__TEXTO PARA ANÁLISE__:
---

Até mesmo os taxistas não ficaram de fora. Cerca de 50 taxistas colaram adesivos em seus veículos com a frase “SOS Região Sul” para arrecadar doações para os desabrigados. Os taxistas circularam pelas cidades de São Vicente e Santos em busca de qualquer tipo de donativo, que era entregue na Central do Corpo de Bombeiros. A Associação Comercial de Santos (ACS), arrecadou 7 toneladas de café torrado e moído. Mais de 20 empresas cafeeiras atenderam ao chamado da campanha iniciada pela ACS. O café foi distribuído também em Navegantes.

Mobilização para ajudar Navegantes foi notícia nos jornais de Santos. Crédito: Jornal Cidade de Santos/Reprodução

Setor pesqueiro

Um dos setores da economia da Baixada Santista que ajudou bastante os desabrigados foi a pesca. A informação é do jornal Cidade de Santos, edição de 15 de julho de 1983.

---

__QUESTÕES DE ESTUDO__:
1. Responda, com base no texto sobre a ajuda aos desabrigados:
(a) Quantos taxistas colaram adesivos em seus veículos?
(b) Quantas toneladas de café a Associação Comercial de Santos arrecadou?
(c) Qual setor da economia da Baixada Santista ajudou bastante os desabrigados?
2. Transcreva, do texto sobre a ajuda aos desabrigados, o trecho que começa em "Até mesmo os" e vai até "também em Navegantes.", incluindo essas palavras.
As entradas formam um material independente do texto.

---

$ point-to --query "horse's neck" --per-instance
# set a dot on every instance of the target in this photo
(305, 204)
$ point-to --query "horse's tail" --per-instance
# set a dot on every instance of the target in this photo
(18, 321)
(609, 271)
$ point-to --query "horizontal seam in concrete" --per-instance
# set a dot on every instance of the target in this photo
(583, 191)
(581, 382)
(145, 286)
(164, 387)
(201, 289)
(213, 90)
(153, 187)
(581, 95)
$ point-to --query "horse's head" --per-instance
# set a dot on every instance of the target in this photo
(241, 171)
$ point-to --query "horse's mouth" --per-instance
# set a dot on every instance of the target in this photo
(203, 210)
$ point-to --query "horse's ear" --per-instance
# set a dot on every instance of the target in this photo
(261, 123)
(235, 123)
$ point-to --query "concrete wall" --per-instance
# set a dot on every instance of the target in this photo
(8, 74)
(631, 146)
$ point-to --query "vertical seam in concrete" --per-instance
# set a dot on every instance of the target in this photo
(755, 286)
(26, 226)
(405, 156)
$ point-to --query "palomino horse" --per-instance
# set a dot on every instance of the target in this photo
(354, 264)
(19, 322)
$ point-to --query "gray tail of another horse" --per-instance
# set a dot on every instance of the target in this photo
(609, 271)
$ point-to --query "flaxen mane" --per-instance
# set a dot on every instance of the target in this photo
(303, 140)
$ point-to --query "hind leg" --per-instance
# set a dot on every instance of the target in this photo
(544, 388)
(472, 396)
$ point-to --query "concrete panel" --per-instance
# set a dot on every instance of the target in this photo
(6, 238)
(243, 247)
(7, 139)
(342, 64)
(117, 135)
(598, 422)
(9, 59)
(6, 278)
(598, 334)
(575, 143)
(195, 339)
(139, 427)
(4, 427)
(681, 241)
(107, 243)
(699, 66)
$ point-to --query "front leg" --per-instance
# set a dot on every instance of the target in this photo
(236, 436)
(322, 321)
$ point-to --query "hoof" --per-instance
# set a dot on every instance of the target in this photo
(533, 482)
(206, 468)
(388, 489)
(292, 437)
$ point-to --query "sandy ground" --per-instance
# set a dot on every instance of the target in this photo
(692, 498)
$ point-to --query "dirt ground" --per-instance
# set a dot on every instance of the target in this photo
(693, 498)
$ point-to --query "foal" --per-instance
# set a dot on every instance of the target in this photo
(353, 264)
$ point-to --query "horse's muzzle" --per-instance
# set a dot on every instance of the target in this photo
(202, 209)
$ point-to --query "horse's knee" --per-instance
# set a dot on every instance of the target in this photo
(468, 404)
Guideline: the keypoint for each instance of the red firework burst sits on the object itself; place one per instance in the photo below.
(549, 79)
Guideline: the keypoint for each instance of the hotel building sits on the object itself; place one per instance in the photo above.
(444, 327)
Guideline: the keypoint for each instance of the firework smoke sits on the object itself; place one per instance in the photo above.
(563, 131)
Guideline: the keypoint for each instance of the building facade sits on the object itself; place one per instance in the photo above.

---

__RESPOSTAS DO EXERCÍCIO__:
1.
(a) Cerca de 50 taxistas.
(b) 7 toneladas de café torrado e moído.
(c) A pesca.

2.
Até mesmo os taxistas não ficaram de fora. Cerca de 50 taxistas colaram adesivos em seus veículos com a frase “SOS Região Sul” para arrecadar doações para os desabrigados. Os taxistas circularam pelas cidades de São Vicente e Santos em busca de qualquer tipo de donativo, que era entregue na Central do Corpo de Bombeiros. A Associação Comercial de Santos (ACS), arrecadou 7 toneladas de café torrado e moído. Mais de 20 empresas cafeeiras atenderam ao chamado da campanha iniciada pela ACS. O café foi distribuído também em Navegantes.